Stored data entries:
---

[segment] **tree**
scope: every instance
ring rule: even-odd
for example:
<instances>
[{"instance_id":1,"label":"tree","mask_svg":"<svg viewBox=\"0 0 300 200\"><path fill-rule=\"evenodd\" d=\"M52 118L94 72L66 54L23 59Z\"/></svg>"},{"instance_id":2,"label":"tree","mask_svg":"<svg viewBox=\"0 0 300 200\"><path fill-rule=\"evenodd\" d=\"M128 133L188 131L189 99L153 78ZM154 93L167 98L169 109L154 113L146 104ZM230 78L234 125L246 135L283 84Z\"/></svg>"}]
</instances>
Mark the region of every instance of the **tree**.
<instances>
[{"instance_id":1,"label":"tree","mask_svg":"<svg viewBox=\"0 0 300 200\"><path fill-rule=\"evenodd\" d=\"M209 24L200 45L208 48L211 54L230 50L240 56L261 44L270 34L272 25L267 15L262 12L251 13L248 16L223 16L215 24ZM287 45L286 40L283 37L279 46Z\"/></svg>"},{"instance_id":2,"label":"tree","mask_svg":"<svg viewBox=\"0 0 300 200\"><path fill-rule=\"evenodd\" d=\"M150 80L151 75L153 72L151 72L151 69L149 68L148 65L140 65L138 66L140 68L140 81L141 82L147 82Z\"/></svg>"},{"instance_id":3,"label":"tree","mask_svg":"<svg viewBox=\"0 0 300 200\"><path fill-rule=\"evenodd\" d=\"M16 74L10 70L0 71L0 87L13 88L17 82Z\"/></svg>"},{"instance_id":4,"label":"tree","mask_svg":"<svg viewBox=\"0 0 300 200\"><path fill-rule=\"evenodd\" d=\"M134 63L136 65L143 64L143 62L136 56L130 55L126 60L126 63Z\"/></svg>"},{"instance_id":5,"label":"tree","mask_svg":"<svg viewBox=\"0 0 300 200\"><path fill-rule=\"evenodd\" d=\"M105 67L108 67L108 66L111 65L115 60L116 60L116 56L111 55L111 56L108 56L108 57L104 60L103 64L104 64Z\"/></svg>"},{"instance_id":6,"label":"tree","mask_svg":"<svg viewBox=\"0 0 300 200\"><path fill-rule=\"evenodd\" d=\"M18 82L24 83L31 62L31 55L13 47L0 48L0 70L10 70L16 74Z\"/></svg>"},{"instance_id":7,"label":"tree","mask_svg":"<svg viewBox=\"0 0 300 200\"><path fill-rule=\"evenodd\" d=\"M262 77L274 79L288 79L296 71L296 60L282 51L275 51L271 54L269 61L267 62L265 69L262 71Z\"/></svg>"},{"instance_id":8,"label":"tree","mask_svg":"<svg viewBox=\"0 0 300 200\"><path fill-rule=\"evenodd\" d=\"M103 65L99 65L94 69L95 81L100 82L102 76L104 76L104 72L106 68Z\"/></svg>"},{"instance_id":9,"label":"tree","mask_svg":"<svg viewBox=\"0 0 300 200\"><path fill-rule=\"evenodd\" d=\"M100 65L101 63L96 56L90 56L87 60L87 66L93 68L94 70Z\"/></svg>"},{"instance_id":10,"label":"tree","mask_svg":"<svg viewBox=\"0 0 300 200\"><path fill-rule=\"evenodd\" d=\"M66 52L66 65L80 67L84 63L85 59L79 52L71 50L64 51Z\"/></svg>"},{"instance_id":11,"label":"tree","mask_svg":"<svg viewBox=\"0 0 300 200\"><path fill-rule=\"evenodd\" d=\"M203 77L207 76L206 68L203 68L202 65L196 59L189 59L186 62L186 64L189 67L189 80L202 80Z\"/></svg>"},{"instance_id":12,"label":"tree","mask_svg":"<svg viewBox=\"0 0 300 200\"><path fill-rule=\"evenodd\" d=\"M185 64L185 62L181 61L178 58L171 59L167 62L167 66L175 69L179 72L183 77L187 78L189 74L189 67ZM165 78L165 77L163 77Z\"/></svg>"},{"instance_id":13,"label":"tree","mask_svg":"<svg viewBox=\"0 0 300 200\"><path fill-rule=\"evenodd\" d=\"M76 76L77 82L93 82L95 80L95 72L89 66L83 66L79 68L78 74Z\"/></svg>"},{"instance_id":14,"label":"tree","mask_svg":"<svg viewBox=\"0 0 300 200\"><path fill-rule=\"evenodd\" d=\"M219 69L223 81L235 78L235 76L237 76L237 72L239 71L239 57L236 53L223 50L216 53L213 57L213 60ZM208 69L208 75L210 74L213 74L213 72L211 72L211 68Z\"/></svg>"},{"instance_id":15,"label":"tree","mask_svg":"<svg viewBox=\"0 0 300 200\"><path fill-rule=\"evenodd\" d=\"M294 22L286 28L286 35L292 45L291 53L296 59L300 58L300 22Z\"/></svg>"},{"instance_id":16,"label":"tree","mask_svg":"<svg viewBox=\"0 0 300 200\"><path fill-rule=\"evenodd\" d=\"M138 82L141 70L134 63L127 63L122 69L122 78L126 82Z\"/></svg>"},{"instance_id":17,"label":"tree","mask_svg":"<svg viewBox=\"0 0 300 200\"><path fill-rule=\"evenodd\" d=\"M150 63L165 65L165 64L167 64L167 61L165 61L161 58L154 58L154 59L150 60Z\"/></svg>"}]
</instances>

---

Task instructions
Write out every entry above, word for word.

Written answer
[segment] **tree**
scope: every instance
ring rule: even-odd
for example:
<instances>
[{"instance_id":1,"label":"tree","mask_svg":"<svg viewBox=\"0 0 300 200\"><path fill-rule=\"evenodd\" d=\"M52 118L94 72L66 54L23 59Z\"/></svg>"},{"instance_id":2,"label":"tree","mask_svg":"<svg viewBox=\"0 0 300 200\"><path fill-rule=\"evenodd\" d=\"M128 133L188 131L189 99L153 78ZM154 93L167 98L169 109L154 113L146 104ZM230 78L234 125L246 135L283 84Z\"/></svg>"}]
</instances>
Mark the region of every instance of the **tree**.
<instances>
[{"instance_id":1,"label":"tree","mask_svg":"<svg viewBox=\"0 0 300 200\"><path fill-rule=\"evenodd\" d=\"M209 24L200 45L208 48L211 54L230 50L240 56L261 44L270 34L272 25L267 15L262 12L251 13L248 16L223 16L215 24ZM287 45L286 40L283 37L279 46Z\"/></svg>"},{"instance_id":2,"label":"tree","mask_svg":"<svg viewBox=\"0 0 300 200\"><path fill-rule=\"evenodd\" d=\"M150 80L151 75L153 72L151 72L151 69L149 68L148 65L140 65L138 66L140 68L140 81L141 82L147 82Z\"/></svg>"},{"instance_id":3,"label":"tree","mask_svg":"<svg viewBox=\"0 0 300 200\"><path fill-rule=\"evenodd\" d=\"M16 74L10 70L0 71L0 87L13 88L17 82Z\"/></svg>"},{"instance_id":4,"label":"tree","mask_svg":"<svg viewBox=\"0 0 300 200\"><path fill-rule=\"evenodd\" d=\"M134 63L136 65L143 64L143 62L136 56L130 55L126 60L126 63Z\"/></svg>"},{"instance_id":5,"label":"tree","mask_svg":"<svg viewBox=\"0 0 300 200\"><path fill-rule=\"evenodd\" d=\"M105 67L108 67L108 66L111 65L115 60L116 60L116 56L111 55L111 56L108 56L108 57L104 60L103 64L104 64Z\"/></svg>"},{"instance_id":6,"label":"tree","mask_svg":"<svg viewBox=\"0 0 300 200\"><path fill-rule=\"evenodd\" d=\"M18 82L24 83L31 62L31 55L13 47L0 48L0 70L10 70L16 74Z\"/></svg>"},{"instance_id":7,"label":"tree","mask_svg":"<svg viewBox=\"0 0 300 200\"><path fill-rule=\"evenodd\" d=\"M262 77L274 79L288 79L296 71L296 60L282 51L275 51L271 54L269 61L267 62L265 69L262 71Z\"/></svg>"},{"instance_id":8,"label":"tree","mask_svg":"<svg viewBox=\"0 0 300 200\"><path fill-rule=\"evenodd\" d=\"M103 65L99 65L94 69L95 81L100 82L102 76L104 76L104 72L106 68Z\"/></svg>"},{"instance_id":9,"label":"tree","mask_svg":"<svg viewBox=\"0 0 300 200\"><path fill-rule=\"evenodd\" d=\"M100 65L101 63L96 56L90 56L87 60L87 66L93 68L94 70Z\"/></svg>"},{"instance_id":10,"label":"tree","mask_svg":"<svg viewBox=\"0 0 300 200\"><path fill-rule=\"evenodd\" d=\"M66 52L66 65L80 67L84 63L85 59L79 52L71 50L64 51Z\"/></svg>"},{"instance_id":11,"label":"tree","mask_svg":"<svg viewBox=\"0 0 300 200\"><path fill-rule=\"evenodd\" d=\"M203 77L207 76L206 68L203 68L202 65L196 59L189 59L186 62L186 64L189 67L189 80L202 80Z\"/></svg>"},{"instance_id":12,"label":"tree","mask_svg":"<svg viewBox=\"0 0 300 200\"><path fill-rule=\"evenodd\" d=\"M185 64L185 62L181 61L178 58L171 59L167 62L167 66L175 69L179 72L183 77L187 78L189 74L189 67ZM165 78L165 77L163 77Z\"/></svg>"},{"instance_id":13,"label":"tree","mask_svg":"<svg viewBox=\"0 0 300 200\"><path fill-rule=\"evenodd\" d=\"M76 76L77 82L93 82L95 80L95 72L89 66L83 66L79 68L78 74Z\"/></svg>"},{"instance_id":14,"label":"tree","mask_svg":"<svg viewBox=\"0 0 300 200\"><path fill-rule=\"evenodd\" d=\"M219 69L223 81L235 78L235 76L237 76L237 72L239 71L239 57L236 53L223 50L216 53L213 57L213 60ZM208 69L208 75L210 74L213 74L213 72L211 72L211 68Z\"/></svg>"},{"instance_id":15,"label":"tree","mask_svg":"<svg viewBox=\"0 0 300 200\"><path fill-rule=\"evenodd\" d=\"M294 22L286 28L286 35L292 45L291 53L296 59L300 58L300 22Z\"/></svg>"},{"instance_id":16,"label":"tree","mask_svg":"<svg viewBox=\"0 0 300 200\"><path fill-rule=\"evenodd\" d=\"M138 82L141 70L134 63L127 63L122 69L122 78L126 82Z\"/></svg>"},{"instance_id":17,"label":"tree","mask_svg":"<svg viewBox=\"0 0 300 200\"><path fill-rule=\"evenodd\" d=\"M150 63L165 65L165 64L167 64L167 61L165 61L161 58L154 58L154 59L150 60Z\"/></svg>"}]
</instances>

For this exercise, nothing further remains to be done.